== ENTRIES PROVIDED ==

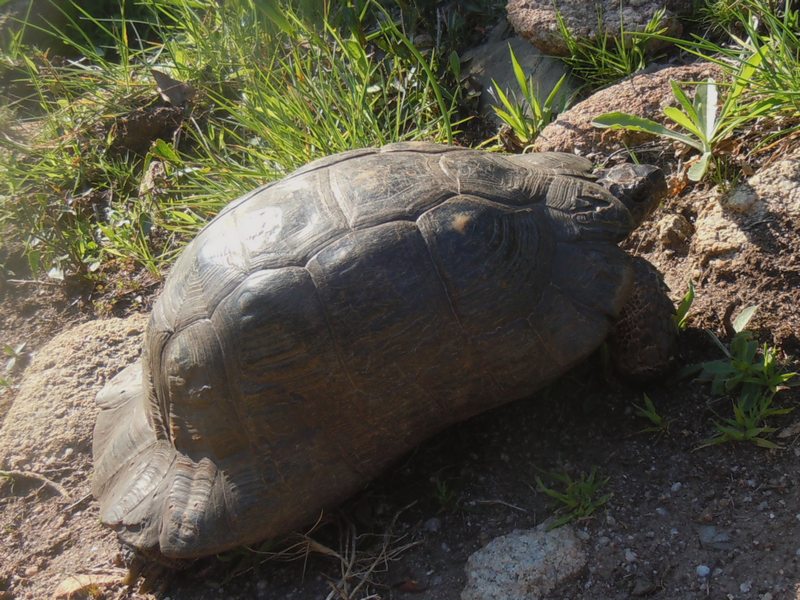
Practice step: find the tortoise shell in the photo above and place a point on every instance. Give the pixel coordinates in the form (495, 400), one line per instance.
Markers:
(326, 323)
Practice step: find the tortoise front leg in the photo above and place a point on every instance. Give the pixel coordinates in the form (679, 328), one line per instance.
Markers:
(644, 339)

===

Reproduce every line of the records above word for word, leaving out the pictures.

### [REPLY]
Practice step: find the tortoise shell in the photo above and place a point on every instance. Give the pixel coordinates in the form (495, 400), one line per instance.
Markers:
(326, 323)
Practice step: find the tortoise front leg in the photo above and place a point on every instance. Give the pixel coordinates in the form (679, 328), one line per instance.
Markers:
(644, 339)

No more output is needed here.